WHAT TO PRODUCE:
From the records below, pull each line that has "white".

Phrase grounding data
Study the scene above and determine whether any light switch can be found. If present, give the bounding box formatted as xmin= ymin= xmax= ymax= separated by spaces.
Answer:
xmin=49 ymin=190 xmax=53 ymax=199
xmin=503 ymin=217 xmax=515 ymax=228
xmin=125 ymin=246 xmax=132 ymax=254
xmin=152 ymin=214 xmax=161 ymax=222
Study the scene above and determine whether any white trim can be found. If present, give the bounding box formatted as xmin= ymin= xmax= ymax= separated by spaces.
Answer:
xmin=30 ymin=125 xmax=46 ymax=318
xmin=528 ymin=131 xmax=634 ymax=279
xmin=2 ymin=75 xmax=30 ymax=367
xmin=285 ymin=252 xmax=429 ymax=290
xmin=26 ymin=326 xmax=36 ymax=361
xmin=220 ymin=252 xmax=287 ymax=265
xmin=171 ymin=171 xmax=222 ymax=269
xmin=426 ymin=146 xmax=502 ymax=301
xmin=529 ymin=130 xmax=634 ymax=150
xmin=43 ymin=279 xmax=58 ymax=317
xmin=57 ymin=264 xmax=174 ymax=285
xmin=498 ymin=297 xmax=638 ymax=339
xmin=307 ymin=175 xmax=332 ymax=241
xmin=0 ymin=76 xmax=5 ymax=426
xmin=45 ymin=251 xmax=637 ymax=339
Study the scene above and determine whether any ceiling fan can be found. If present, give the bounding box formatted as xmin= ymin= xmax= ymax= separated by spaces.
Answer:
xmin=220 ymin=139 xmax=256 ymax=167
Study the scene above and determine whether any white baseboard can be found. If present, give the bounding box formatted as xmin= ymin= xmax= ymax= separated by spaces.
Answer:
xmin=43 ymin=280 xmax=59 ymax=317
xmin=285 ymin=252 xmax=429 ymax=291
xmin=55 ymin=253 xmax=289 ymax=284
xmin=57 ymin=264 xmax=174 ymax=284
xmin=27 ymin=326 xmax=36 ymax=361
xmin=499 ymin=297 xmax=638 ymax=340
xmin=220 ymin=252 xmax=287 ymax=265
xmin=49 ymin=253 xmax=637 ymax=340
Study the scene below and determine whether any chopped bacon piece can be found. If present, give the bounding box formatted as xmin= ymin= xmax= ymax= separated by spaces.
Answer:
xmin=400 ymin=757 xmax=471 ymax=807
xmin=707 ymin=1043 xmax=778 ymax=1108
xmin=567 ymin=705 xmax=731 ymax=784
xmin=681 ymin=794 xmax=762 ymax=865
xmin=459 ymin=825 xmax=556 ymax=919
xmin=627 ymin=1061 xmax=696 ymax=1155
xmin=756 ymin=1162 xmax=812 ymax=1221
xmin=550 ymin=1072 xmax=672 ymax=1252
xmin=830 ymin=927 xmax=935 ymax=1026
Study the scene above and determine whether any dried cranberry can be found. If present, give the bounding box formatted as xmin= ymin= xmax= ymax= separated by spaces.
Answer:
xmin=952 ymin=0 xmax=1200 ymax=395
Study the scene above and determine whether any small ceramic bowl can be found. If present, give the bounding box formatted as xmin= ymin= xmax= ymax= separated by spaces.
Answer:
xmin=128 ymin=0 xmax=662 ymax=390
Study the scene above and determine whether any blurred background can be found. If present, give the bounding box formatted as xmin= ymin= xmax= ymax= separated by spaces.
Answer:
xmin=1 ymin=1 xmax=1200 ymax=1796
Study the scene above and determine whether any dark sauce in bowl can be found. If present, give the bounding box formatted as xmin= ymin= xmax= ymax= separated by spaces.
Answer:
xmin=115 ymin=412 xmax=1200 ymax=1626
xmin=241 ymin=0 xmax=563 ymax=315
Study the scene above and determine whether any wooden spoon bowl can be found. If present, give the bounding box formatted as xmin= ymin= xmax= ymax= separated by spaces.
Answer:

SOLUTION FOR THIS PROBLEM:
Study the scene above and determine whether any white trim can be found. If present, give the bounding box formatted as xmin= ymin= xmax= ymax= separated by spaces.
Study the scene above and determine whether any white baseboard can be found. If present, give the bounding box formatted as xmin= ymin= xmax= ymax= separated by spaces.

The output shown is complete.